Research & Commentary: New York Common Core Task Force

Published November 5, 2015

The New York state Common Core Task Force, commissioned in September of 2015 by Gov. Andrew Cuomo (D) to “overhaul” the state’s Common Core State Standards (CCSS) system, met for the first time in mid-October 2015. The 15-member commission (with one student ambassador) is charged with “performing a comprehensive review of the State’s learning standards, instructional guidance and curricula, and tests in order to improve the system’s implementation and reduce test anxiety” and then reporting a set of recommendations back to Cuomo in time to be included as policy proposals in his State of the State Address next year.

The review, according to task force chairman Richard Parsons, a senior advisor for Providence Equity Partners, “will help us fix and strengthen the state’s learning standards and ensure that every student has the opportunity to reach their full potential.” The commission is planning on having a dozen public sessions across the state to “engage New Yorkers and generate feedback.”

This is the third Common Core panel, commission, or task force named by Cuomo since 2012, and Parsons and four other members served on the last commission, in 2014, which was tasked with smoothing out implementation of the standards but never issued a final report.

The first meeting of the new task force offered “a preliminary discussion … on the history and timeline of Common Core standards development and implementation in New York state, as well as the development of related assessments, and problems that have arisen as a result of that implementation.” Not much is known about what the task force has planned subsequently, but critics are not optimistic about the chances for any real reform.

Assembly Minority Leader Brian Kolb (R) was quoted as saying the task force seems to be more focused on “generating content for a speech, rather than generating new answers for students, parents, teachers, and school districts. … Our schools don’t need another time-consuming, ineffective, public relations exercise of a task force. They need immediate help.” Kolb wants all Common Core testing stopped until reforms are implemented.

The Common Core standards have become less and less popular each year. In New York, the unpopularity of Common Core led 20 percent of all eighth-grade students to opt out of standardized testing this year. Although a full repeal of Common Core in the Empire State would be ideal, it is clear the Common Core Task Force will not issue such a recommendation.

Data listing
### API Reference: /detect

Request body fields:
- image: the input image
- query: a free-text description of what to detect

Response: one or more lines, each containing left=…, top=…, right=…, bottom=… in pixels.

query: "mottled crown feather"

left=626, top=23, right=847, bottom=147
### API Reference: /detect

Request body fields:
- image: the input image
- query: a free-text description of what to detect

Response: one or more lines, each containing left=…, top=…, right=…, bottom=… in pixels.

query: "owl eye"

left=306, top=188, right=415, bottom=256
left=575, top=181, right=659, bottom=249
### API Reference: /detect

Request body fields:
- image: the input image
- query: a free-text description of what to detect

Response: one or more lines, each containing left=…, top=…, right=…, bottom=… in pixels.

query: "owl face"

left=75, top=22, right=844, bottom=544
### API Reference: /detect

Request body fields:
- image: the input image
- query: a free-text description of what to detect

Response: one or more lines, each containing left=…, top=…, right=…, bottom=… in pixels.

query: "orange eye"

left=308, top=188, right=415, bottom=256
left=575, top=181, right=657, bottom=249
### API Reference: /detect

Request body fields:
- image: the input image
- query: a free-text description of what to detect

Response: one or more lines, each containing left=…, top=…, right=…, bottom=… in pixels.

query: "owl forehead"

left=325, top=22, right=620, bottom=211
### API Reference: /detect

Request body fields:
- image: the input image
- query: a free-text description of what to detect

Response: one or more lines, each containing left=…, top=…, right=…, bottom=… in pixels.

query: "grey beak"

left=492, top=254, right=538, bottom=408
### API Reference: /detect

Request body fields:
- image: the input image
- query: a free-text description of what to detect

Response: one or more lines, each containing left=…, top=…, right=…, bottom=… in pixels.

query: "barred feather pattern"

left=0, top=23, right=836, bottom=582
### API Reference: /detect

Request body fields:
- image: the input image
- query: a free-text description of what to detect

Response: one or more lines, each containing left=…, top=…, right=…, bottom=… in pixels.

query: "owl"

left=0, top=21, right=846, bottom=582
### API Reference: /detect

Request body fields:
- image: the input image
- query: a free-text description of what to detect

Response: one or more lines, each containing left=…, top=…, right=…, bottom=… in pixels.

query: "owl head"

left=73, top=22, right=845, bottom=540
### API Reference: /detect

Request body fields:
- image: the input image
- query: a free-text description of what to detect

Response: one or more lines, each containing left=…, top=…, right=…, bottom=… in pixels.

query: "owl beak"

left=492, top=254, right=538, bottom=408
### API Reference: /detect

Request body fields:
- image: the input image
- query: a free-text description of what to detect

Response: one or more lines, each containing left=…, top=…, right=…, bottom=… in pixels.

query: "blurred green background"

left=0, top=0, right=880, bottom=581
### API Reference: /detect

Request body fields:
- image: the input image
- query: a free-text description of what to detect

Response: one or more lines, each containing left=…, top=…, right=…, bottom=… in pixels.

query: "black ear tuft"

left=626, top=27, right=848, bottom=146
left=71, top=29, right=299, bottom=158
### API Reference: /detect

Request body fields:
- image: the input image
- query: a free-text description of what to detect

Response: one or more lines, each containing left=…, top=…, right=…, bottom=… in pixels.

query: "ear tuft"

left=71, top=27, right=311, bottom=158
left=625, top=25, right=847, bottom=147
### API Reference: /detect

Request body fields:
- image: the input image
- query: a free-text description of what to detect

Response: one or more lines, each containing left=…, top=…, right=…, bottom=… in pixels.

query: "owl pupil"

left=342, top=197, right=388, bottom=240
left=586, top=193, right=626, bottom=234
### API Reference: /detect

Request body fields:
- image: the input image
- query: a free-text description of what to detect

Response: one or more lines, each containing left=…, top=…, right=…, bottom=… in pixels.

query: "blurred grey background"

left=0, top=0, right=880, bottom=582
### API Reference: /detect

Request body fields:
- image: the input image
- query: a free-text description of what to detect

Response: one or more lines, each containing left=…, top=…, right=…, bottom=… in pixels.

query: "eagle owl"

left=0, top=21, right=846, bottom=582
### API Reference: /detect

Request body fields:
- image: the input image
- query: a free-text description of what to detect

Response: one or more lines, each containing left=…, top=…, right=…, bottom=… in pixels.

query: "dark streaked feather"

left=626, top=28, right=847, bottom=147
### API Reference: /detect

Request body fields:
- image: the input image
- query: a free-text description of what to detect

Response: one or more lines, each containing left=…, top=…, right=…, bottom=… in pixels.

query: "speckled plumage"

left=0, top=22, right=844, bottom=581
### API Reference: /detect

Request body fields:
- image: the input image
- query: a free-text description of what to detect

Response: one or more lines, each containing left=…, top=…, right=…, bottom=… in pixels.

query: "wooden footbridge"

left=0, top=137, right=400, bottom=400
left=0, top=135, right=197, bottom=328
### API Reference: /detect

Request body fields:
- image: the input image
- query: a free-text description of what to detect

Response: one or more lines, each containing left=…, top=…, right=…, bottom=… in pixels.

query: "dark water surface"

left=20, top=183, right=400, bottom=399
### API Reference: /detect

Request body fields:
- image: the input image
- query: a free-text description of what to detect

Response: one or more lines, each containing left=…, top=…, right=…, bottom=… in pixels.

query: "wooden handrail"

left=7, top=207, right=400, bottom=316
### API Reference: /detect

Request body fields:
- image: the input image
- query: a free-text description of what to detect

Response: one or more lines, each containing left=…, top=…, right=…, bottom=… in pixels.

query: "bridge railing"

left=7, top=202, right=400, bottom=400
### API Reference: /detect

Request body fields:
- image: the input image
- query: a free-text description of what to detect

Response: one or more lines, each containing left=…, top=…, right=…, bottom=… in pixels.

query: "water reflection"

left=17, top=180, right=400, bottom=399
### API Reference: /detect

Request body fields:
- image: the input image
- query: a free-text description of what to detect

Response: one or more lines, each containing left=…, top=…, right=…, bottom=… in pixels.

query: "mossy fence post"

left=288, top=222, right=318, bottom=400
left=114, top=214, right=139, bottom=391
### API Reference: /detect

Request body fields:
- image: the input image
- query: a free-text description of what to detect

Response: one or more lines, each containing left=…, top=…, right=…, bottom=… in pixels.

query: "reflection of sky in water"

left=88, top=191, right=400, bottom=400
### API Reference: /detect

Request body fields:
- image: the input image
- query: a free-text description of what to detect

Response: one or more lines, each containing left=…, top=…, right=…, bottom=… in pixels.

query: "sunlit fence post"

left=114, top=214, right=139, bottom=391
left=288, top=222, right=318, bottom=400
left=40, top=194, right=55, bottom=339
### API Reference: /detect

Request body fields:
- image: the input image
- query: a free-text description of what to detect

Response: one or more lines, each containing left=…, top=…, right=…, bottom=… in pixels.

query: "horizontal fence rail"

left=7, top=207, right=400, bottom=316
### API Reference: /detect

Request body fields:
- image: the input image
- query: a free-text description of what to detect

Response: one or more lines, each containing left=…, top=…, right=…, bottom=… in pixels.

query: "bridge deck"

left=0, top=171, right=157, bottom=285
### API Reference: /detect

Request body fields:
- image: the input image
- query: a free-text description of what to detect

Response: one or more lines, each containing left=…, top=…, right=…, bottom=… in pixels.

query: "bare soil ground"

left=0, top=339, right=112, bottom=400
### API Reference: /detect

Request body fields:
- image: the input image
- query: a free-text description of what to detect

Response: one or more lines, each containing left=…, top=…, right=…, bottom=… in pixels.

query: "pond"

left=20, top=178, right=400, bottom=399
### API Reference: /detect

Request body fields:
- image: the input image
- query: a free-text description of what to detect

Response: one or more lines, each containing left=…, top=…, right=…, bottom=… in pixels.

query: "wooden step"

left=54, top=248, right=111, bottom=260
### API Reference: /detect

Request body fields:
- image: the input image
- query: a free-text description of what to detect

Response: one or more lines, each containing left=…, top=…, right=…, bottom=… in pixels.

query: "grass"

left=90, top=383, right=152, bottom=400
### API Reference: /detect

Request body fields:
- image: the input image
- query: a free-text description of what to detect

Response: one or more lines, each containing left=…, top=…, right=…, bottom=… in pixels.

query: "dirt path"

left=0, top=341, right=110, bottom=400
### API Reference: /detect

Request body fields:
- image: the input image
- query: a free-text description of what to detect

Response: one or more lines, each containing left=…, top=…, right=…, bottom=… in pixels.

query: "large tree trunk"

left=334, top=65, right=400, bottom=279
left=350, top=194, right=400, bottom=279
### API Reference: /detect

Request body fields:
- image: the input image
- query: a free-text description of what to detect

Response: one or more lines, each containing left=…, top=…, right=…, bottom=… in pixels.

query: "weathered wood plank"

Do this
Please copy the text of the commentary on the New York Common Core Task Force between "This is the" and "a final report.", inclusive.

Problem solution
This is the third Common Core panel, commission, or task force named by Cuomo since 2012, and Parsons and four other members served on the last commission, in 2014, which was tasked with smoothing out implementation of the standards but never issued a final report.